# GIVEN TEXT
%%
Sunday, August 9, 2020

“Diplomacy and the fine art of Tea Leaf Reading” by Ann Gray

When we were little, my friends would dress as Wonder Woman or Super Girl for Halloween.  As my only superpower seemed to be my ability to make up stories, I would always be a gypsy fortune teller. So when my kid’s school asked me to help at a charity Halloween fundraiser, I found myself once again dressed as the Amazing Madame Grotsky  and charging $2 for a tea cup reading. 

Each child would come in take a sip of tea (loose leaf, black no sugar) and then spill the remainder into the tea cup saucer.  I would then look for patterns left by the tea leaves and tell their fortunes using my best mumbo-jumbo voice.

Reading the tea  leaves is like watching clouds,  first you use your imagination to find shapes, then you spin the shapes into symbols and make a story/prophesy.   There are established meaning for certain symbols, and I had a cheat sheet of these tucked under my robe - a bird means good luck, a lion for courage or fame, mountains for adversity.  Sometimes I find it hard work to know what to say , but that night in October I was barely glancing at the cups before coming up with advice.

I  had a line up of little girls who wanted to be told they would marry a prince.  I told them that they should become welders or nurses or teachers.  Channelling the advice from The Wealthy Barber, I told them to save 10% of everything they earned and put it aside to build their own castle, then they could be a princess and marry whoever they liked.
%%
Object location annotation material
%%
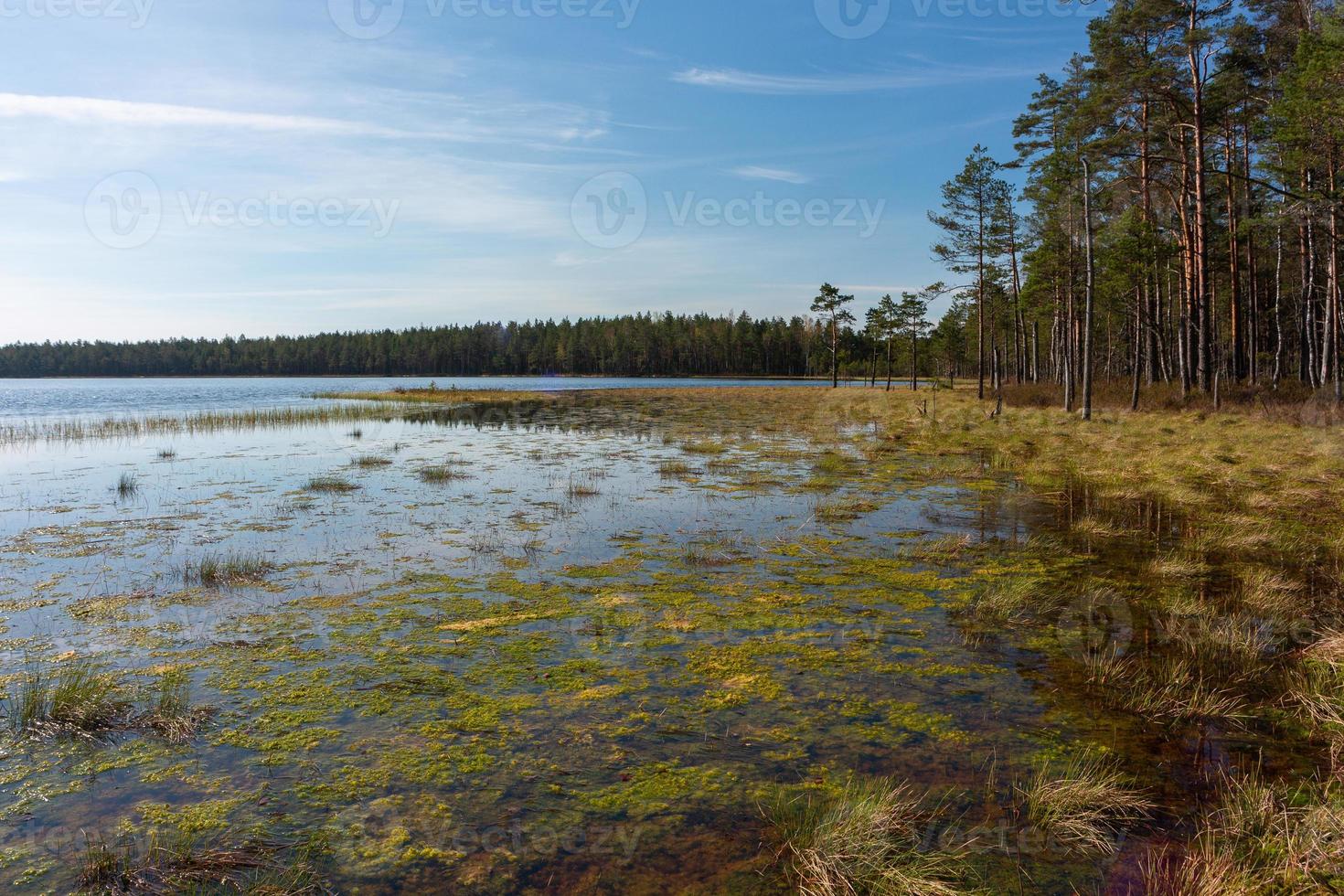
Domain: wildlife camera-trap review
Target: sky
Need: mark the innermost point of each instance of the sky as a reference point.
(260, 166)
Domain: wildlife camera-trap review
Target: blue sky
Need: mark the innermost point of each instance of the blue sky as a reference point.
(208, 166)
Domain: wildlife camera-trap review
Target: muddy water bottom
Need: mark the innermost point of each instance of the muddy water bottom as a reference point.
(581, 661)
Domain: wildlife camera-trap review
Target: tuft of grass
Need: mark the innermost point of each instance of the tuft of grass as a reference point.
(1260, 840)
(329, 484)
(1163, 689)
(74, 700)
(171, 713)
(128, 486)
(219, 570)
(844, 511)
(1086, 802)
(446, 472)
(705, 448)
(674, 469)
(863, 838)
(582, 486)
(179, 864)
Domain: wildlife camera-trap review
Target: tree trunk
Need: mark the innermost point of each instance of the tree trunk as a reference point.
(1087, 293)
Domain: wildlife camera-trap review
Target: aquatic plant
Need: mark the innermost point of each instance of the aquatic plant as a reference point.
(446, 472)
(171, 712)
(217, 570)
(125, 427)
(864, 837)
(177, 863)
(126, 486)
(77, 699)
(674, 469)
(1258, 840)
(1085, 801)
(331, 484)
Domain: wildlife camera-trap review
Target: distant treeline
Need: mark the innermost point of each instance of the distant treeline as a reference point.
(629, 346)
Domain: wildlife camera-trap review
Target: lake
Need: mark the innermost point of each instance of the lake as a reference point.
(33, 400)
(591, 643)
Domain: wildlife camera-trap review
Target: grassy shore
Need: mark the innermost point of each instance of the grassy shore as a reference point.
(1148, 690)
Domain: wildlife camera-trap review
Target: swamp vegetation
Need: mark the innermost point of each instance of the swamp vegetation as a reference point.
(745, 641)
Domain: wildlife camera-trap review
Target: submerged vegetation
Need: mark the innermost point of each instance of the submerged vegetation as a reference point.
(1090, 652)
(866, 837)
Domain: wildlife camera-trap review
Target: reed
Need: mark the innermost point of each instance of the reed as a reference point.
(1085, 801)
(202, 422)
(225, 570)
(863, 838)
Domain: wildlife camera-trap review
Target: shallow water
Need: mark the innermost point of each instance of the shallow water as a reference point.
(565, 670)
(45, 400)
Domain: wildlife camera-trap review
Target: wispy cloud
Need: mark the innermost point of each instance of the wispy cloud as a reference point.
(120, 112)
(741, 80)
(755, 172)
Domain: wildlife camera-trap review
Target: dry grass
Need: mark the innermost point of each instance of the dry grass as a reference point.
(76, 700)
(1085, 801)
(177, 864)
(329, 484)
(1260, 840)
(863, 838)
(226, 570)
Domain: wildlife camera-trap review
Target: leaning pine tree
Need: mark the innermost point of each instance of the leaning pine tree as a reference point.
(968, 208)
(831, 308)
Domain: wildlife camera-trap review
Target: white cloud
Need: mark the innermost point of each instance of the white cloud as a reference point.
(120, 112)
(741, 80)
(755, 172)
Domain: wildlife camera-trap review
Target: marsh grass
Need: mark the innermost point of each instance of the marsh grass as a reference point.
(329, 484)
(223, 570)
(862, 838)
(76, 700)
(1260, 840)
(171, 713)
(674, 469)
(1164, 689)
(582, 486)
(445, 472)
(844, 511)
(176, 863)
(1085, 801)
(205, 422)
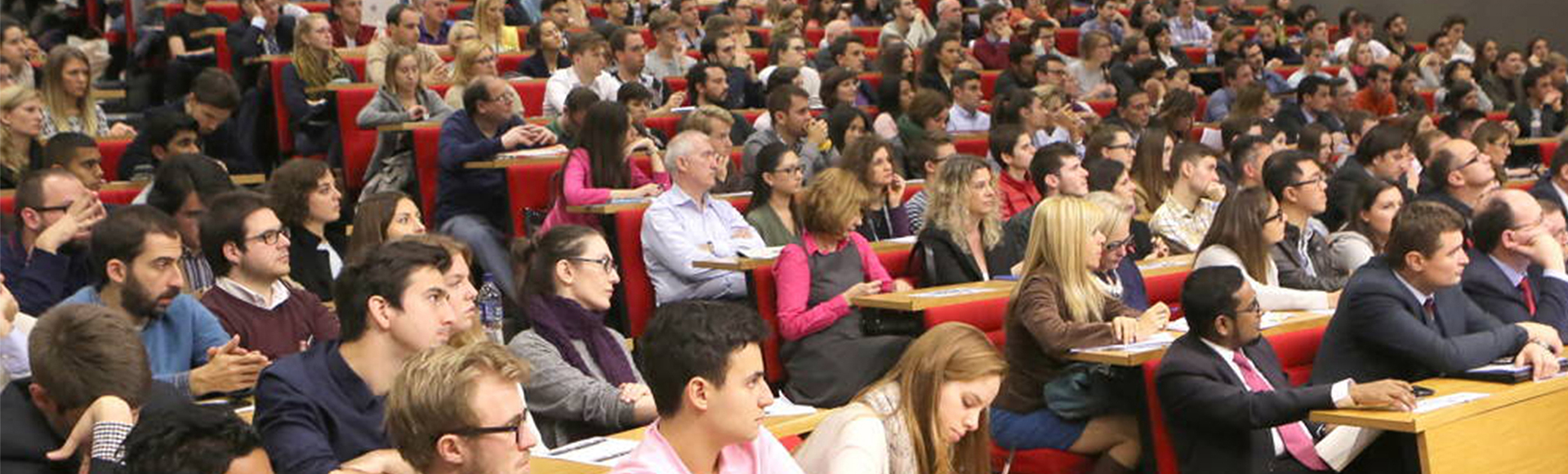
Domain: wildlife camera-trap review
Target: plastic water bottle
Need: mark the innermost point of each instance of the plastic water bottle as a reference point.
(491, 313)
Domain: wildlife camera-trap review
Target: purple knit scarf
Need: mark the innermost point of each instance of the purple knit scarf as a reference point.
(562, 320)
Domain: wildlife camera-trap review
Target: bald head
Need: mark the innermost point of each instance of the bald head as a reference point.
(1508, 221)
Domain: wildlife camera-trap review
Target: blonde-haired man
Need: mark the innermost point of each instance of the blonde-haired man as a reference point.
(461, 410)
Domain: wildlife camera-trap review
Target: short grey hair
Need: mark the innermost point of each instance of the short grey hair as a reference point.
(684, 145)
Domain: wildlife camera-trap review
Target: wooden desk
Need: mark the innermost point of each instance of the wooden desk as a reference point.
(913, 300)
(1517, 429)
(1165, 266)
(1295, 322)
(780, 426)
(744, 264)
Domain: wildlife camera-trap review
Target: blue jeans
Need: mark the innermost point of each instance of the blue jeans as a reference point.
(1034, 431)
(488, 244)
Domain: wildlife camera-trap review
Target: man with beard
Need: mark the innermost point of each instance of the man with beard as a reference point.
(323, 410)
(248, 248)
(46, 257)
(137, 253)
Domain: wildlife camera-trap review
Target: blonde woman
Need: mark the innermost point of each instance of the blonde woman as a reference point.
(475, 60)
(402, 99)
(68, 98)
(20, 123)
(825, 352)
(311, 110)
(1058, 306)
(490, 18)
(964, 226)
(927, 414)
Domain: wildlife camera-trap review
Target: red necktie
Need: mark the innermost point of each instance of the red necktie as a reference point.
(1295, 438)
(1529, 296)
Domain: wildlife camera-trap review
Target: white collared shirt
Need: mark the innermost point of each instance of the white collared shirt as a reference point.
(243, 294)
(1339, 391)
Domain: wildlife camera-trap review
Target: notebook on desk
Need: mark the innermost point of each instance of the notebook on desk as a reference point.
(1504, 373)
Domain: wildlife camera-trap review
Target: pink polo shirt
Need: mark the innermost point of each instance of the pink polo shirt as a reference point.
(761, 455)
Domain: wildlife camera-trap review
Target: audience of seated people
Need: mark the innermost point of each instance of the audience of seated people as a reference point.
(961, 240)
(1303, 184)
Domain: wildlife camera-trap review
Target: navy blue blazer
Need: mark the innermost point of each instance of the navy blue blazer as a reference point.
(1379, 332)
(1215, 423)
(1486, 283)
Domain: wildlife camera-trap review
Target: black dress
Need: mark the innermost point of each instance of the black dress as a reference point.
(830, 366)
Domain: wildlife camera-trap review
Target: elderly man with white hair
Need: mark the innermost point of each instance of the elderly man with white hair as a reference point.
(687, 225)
%%
%%
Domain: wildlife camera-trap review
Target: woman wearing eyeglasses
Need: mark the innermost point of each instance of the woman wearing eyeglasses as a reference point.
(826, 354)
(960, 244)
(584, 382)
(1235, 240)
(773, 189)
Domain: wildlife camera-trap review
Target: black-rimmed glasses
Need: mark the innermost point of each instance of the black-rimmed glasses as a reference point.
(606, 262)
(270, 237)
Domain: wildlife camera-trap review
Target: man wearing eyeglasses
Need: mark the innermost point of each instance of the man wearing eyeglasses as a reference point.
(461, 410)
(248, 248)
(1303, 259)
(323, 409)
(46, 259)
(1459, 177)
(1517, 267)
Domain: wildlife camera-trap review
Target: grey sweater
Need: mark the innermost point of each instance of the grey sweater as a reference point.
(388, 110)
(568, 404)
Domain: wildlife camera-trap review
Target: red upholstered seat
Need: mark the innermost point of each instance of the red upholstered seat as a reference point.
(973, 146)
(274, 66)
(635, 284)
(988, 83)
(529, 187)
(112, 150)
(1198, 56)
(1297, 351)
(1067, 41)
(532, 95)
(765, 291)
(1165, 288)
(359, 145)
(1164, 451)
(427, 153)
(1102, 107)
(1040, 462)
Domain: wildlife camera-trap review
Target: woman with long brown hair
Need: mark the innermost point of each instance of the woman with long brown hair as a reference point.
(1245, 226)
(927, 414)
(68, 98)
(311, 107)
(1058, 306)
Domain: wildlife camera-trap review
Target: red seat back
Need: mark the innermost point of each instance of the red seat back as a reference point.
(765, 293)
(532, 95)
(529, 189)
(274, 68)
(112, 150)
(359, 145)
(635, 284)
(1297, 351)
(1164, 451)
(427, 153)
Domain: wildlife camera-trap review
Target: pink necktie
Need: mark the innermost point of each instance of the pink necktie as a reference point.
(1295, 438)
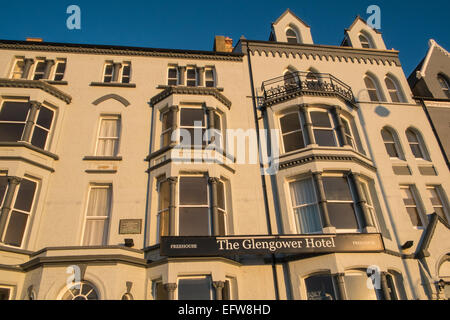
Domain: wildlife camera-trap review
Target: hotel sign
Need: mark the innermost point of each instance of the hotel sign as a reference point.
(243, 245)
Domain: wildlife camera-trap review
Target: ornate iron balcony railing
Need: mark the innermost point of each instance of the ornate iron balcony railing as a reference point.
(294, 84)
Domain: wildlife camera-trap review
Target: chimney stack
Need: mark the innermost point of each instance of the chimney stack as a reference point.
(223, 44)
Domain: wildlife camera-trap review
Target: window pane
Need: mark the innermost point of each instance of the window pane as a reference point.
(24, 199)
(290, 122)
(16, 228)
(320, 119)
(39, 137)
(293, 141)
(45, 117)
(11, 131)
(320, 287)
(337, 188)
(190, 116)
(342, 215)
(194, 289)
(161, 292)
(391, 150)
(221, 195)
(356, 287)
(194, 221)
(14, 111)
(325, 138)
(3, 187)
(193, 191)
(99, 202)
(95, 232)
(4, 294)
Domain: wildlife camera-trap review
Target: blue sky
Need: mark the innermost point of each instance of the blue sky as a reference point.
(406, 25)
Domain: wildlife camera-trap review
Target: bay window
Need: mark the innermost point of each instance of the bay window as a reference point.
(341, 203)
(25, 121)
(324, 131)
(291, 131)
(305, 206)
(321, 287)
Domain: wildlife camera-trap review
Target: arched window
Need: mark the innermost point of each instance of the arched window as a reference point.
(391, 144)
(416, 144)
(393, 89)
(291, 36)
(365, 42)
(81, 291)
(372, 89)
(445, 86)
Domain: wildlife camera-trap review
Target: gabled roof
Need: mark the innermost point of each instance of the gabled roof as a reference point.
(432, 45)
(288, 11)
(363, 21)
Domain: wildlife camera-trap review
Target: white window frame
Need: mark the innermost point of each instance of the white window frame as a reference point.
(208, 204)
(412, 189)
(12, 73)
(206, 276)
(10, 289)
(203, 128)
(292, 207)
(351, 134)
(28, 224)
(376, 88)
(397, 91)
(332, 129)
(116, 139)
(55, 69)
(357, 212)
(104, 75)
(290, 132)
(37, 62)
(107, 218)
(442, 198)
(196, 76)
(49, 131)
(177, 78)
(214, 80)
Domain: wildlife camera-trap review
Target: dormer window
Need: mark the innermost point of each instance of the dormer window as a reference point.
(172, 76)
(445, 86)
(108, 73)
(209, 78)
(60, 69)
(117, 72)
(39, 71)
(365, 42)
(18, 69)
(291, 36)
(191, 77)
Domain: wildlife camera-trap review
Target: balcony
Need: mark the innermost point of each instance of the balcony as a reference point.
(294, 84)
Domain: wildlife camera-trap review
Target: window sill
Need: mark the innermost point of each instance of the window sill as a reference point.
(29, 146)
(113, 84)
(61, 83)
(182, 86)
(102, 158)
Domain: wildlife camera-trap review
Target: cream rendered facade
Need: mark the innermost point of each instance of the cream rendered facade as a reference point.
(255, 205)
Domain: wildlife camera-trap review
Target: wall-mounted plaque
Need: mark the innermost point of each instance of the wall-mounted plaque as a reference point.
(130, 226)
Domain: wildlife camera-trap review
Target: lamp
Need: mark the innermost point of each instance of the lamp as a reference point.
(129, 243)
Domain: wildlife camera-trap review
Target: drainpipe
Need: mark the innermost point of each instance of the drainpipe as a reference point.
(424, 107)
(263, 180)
%%
# WHAT TO WORK ON
Duplicate the part of the tea leaf reading piece between "When we were" and "best mumbo-jumbo voice.", inclusive.

# EXERCISE RESULT
When we were little, my friends would dress as Wonder Woman or Super Girl for Halloween.  As my only superpower seemed to be my ability to make up stories, I would always be a gypsy fortune teller. So when my kid’s school asked me to help at a charity Halloween fundraiser, I found myself once again dressed as the Amazing Madame Grotsky  and charging $2 for a tea cup reading. 

Each child would come in take a sip of tea (loose leaf, black no sugar) and then spill the remainder into the tea cup saucer.  I would then look for patterns left by the tea leaves and tell their fortunes using my best mumbo-jumbo voice.